WORK REQUIRED
Print what the records say exactly, and omit the pictures.

Stored data entries
*** Block opens ***
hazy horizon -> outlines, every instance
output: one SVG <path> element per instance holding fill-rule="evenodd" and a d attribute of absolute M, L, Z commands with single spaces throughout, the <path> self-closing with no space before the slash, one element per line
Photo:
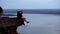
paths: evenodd
<path fill-rule="evenodd" d="M 60 9 L 60 0 L 0 0 L 3 9 Z"/>

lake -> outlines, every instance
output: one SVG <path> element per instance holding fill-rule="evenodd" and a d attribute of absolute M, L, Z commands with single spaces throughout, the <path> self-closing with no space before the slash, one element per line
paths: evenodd
<path fill-rule="evenodd" d="M 25 26 L 19 26 L 20 34 L 60 34 L 60 15 L 54 14 L 23 14 L 30 21 Z"/>

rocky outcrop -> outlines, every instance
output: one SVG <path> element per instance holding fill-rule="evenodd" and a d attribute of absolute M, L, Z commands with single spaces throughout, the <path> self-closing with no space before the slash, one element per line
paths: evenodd
<path fill-rule="evenodd" d="M 0 17 L 0 27 L 18 26 L 22 25 L 17 18 Z"/>

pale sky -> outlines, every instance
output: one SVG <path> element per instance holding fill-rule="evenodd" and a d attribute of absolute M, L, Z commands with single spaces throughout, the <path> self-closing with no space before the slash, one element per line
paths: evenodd
<path fill-rule="evenodd" d="M 0 0 L 4 9 L 60 9 L 60 0 Z"/>

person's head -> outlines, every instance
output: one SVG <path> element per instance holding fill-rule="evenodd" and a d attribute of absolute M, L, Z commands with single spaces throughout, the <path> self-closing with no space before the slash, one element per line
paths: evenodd
<path fill-rule="evenodd" d="M 1 6 L 0 6 L 0 8 L 1 8 Z"/>
<path fill-rule="evenodd" d="M 19 12 L 19 14 L 23 14 L 22 10 L 20 10 L 20 11 L 18 11 L 18 12 Z"/>

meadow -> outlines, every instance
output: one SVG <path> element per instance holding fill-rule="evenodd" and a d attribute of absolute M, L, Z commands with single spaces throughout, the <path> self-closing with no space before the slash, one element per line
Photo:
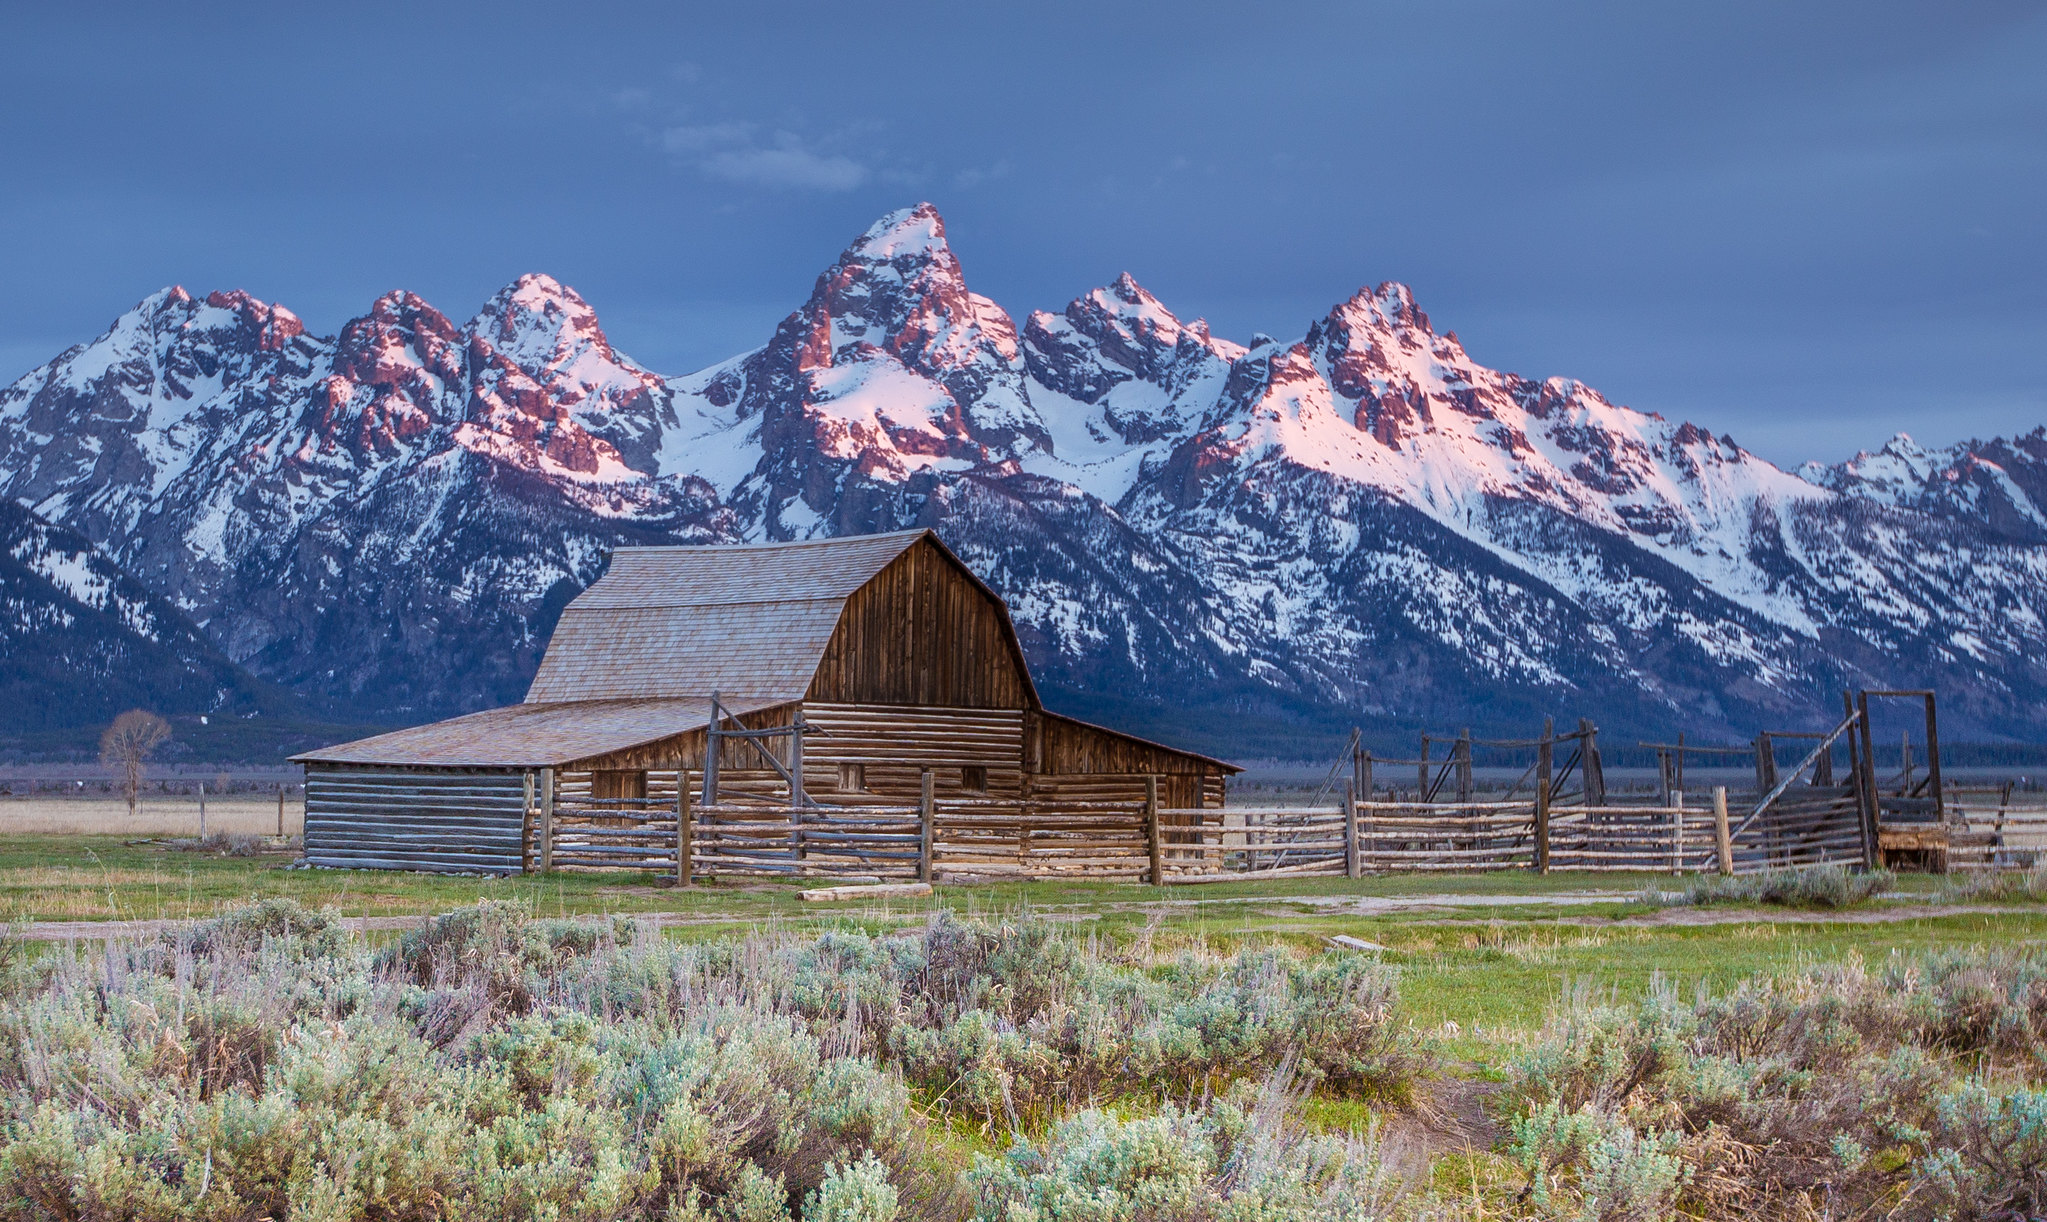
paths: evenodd
<path fill-rule="evenodd" d="M 819 905 L 252 847 L 0 838 L 0 1217 L 2047 1207 L 2038 879 Z"/>

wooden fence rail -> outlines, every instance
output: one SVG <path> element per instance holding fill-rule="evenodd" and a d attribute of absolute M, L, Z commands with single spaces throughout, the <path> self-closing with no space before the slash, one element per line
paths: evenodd
<path fill-rule="evenodd" d="M 544 790 L 544 787 L 543 787 Z M 528 868 L 882 879 L 1090 878 L 1199 882 L 1421 870 L 1747 873 L 1862 858 L 1853 795 L 1794 790 L 1730 832 L 1716 806 L 1535 801 L 1345 801 L 1335 807 L 934 799 L 916 805 L 556 798 L 529 810 Z M 544 816 L 544 817 L 543 817 Z M 2047 851 L 2047 809 L 1970 814 L 1988 863 Z M 1726 845 L 1723 854 L 1721 846 Z M 1727 858 L 1722 861 L 1722 857 Z"/>
<path fill-rule="evenodd" d="M 2047 806 L 1953 804 L 1948 818 L 1960 825 L 1949 834 L 1951 869 L 2031 869 L 2047 863 Z"/>

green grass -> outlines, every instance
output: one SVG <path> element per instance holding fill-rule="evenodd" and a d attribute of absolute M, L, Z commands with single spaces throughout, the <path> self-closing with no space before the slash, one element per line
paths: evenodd
<path fill-rule="evenodd" d="M 286 869 L 283 858 L 230 858 L 167 851 L 109 836 L 0 837 L 0 919 L 98 921 L 211 916 L 252 900 L 284 897 L 347 916 L 445 912 L 495 898 L 545 916 L 671 914 L 672 936 L 717 937 L 764 926 L 859 927 L 872 932 L 921 920 L 937 908 L 964 915 L 1036 913 L 1072 921 L 1112 943 L 1232 947 L 1279 940 L 1303 947 L 1351 934 L 1389 948 L 1406 1012 L 1446 1052 L 1486 1065 L 1511 1056 L 1568 992 L 1632 1000 L 1653 982 L 1679 990 L 1725 989 L 1759 972 L 1860 954 L 2047 942 L 2047 903 L 2012 913 L 1884 922 L 1752 921 L 1630 923 L 1657 910 L 1645 888 L 1674 889 L 1656 874 L 1527 873 L 1398 875 L 1209 884 L 1164 890 L 1129 883 L 1018 882 L 943 886 L 928 900 L 806 904 L 799 886 L 728 881 L 677 889 L 650 875 L 563 874 L 458 878 L 383 871 Z M 1938 898 L 1941 880 L 1904 876 L 1896 890 Z M 1330 902 L 1385 896 L 1554 896 L 1599 892 L 1616 902 L 1445 907 L 1372 913 Z M 2006 902 L 2010 902 L 2006 900 Z M 1861 911 L 1881 909 L 1883 901 Z M 1716 911 L 1725 912 L 1722 906 Z"/>

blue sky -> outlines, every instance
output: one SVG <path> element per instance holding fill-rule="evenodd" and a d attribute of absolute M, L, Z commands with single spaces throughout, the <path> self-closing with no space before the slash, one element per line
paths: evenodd
<path fill-rule="evenodd" d="M 521 272 L 681 373 L 930 199 L 1013 314 L 1414 286 L 1791 463 L 2047 423 L 2047 7 L 8 7 L 0 377 L 165 284 L 332 332 Z"/>

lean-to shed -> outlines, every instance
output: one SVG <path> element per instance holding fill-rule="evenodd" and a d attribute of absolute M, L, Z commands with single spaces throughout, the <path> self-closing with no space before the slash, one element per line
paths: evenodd
<path fill-rule="evenodd" d="M 726 729 L 801 726 L 752 743 Z M 569 604 L 522 704 L 294 757 L 316 865 L 522 868 L 534 793 L 720 801 L 1220 806 L 1232 765 L 1048 712 L 1002 600 L 929 531 L 622 548 Z M 699 800 L 701 794 L 695 795 Z"/>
*** Block closes ***
SOLUTION FOR THIS TASK
hazy horizon -> outlines, every instance
output: one SVG <path> element per instance holding fill-rule="evenodd" and a d attribute of absolute M, L, Z commands with single spaces throughout, the <path> self-closing with no space before the slash, one element per line
Photo:
paths: evenodd
<path fill-rule="evenodd" d="M 60 9 L 60 0 L 0 0 L 3 9 Z"/>

lake -> outlines, every instance
output: one SVG <path> element per instance holding fill-rule="evenodd" and a d attribute of absolute M, L, Z commands with single spaces throughout, the <path> self-closing with no space before the slash, one element per line
paths: evenodd
<path fill-rule="evenodd" d="M 25 26 L 19 26 L 20 34 L 60 34 L 60 15 L 54 14 L 23 14 L 30 21 Z"/>

rocky outcrop -> outlines, every instance
output: one SVG <path> element per instance holding fill-rule="evenodd" and a d attribute of absolute M, L, Z commands with single spaces throughout, the <path> self-closing with no space before the slash, one element per line
paths: evenodd
<path fill-rule="evenodd" d="M 0 17 L 0 27 L 18 26 L 22 25 L 17 18 Z"/>

pale sky -> outlines, every instance
output: one SVG <path> element per instance holding fill-rule="evenodd" and a d attribute of absolute M, L, Z commands with single spaces throughout, the <path> self-closing with no space before the slash, one element per line
paths: evenodd
<path fill-rule="evenodd" d="M 0 0 L 4 9 L 60 9 L 60 0 Z"/>

person's head -> outlines, every instance
output: one SVG <path> element per instance holding fill-rule="evenodd" and a d attribute of absolute M, L, Z commands with single spaces throughout, the <path> self-closing with no space before the slash, one element per line
paths: evenodd
<path fill-rule="evenodd" d="M 1 6 L 0 6 L 0 8 L 1 8 Z"/>
<path fill-rule="evenodd" d="M 19 12 L 19 14 L 23 14 L 22 10 L 20 10 L 20 11 L 18 11 L 18 12 Z"/>

meadow -> outlines, every instance
output: one SVG <path> element per instance holding fill-rule="evenodd" and a d attribute of absolute M, L, Z commands with single spaces throughout, the <path> self-closing with no space before the slash, one element per line
Photo:
paths: evenodd
<path fill-rule="evenodd" d="M 819 905 L 252 847 L 0 838 L 0 1217 L 2047 1207 L 2038 879 Z"/>

wooden fence rail -> outlines, every instance
output: one SVG <path> element per instance holding fill-rule="evenodd" and a d attribute of absolute M, L, Z commands with single spaces throughout, the <path> self-closing with no space before the slash, one element per line
paths: evenodd
<path fill-rule="evenodd" d="M 544 790 L 544 787 L 543 787 Z M 528 868 L 882 879 L 1090 878 L 1199 882 L 1421 870 L 1747 873 L 1862 858 L 1853 795 L 1794 790 L 1730 832 L 1716 806 L 1535 801 L 1345 801 L 1335 807 L 934 799 L 916 805 L 556 798 L 529 810 Z M 544 816 L 544 817 L 543 817 Z M 2047 851 L 2047 809 L 1970 814 L 1988 863 Z M 1726 845 L 1723 854 L 1721 846 Z M 1727 858 L 1722 861 L 1722 857 Z"/>
<path fill-rule="evenodd" d="M 2047 806 L 1953 804 L 1948 818 L 1960 825 L 1949 834 L 1951 869 L 2031 869 L 2047 863 Z"/>

green grass -> outlines, every instance
output: one SVG <path> element per instance holding fill-rule="evenodd" and a d attribute of absolute M, L, Z commands with single spaces throughout, the <path> self-closing with no space before the slash, one element per line
paths: evenodd
<path fill-rule="evenodd" d="M 286 869 L 283 858 L 230 858 L 167 851 L 109 836 L 0 837 L 0 919 L 98 921 L 211 916 L 252 900 L 284 897 L 347 916 L 445 912 L 495 898 L 545 916 L 671 914 L 672 936 L 717 937 L 764 926 L 859 927 L 872 932 L 921 920 L 937 908 L 964 915 L 1036 913 L 1072 921 L 1112 943 L 1232 947 L 1279 940 L 1303 947 L 1351 934 L 1389 948 L 1406 1012 L 1446 1052 L 1486 1065 L 1511 1056 L 1568 992 L 1632 1000 L 1653 982 L 1679 990 L 1725 989 L 1759 972 L 1860 954 L 2047 942 L 2047 903 L 2012 913 L 1884 922 L 1752 921 L 1630 923 L 1657 910 L 1645 888 L 1674 889 L 1656 874 L 1527 873 L 1398 875 L 1209 884 L 1164 890 L 1129 883 L 1018 882 L 943 886 L 928 900 L 806 904 L 799 886 L 728 881 L 677 889 L 650 875 L 563 874 L 458 878 L 383 871 Z M 1938 898 L 1941 880 L 1904 876 L 1896 890 Z M 1330 902 L 1385 896 L 1554 896 L 1599 892 L 1616 902 L 1445 907 L 1372 913 Z M 2006 902 L 2010 902 L 2006 900 Z M 1861 911 L 1881 909 L 1883 901 Z M 1716 911 L 1725 912 L 1722 906 Z"/>

blue sky -> outlines, every instance
output: one SVG <path> element per instance holding fill-rule="evenodd" and a d attribute of absolute M, L, Z commands with single spaces throughout, the <path> self-closing with no space before the slash, one element per line
paths: evenodd
<path fill-rule="evenodd" d="M 521 272 L 681 373 L 930 199 L 1013 314 L 1414 286 L 1791 463 L 2047 423 L 2047 7 L 8 7 L 0 377 L 165 284 L 332 332 Z"/>

lean-to shed -> outlines, every instance
output: one SVG <path> element per instance holding fill-rule="evenodd" and a d attribute of absolute M, L, Z commands with single spaces throughout, the <path> self-closing with no space before the slash, one element per line
paths: evenodd
<path fill-rule="evenodd" d="M 726 729 L 801 726 L 752 743 Z M 569 604 L 522 704 L 294 757 L 316 865 L 522 868 L 534 793 L 720 801 L 1220 806 L 1232 765 L 1048 712 L 1002 600 L 929 531 L 622 548 Z M 699 800 L 701 794 L 695 795 Z"/>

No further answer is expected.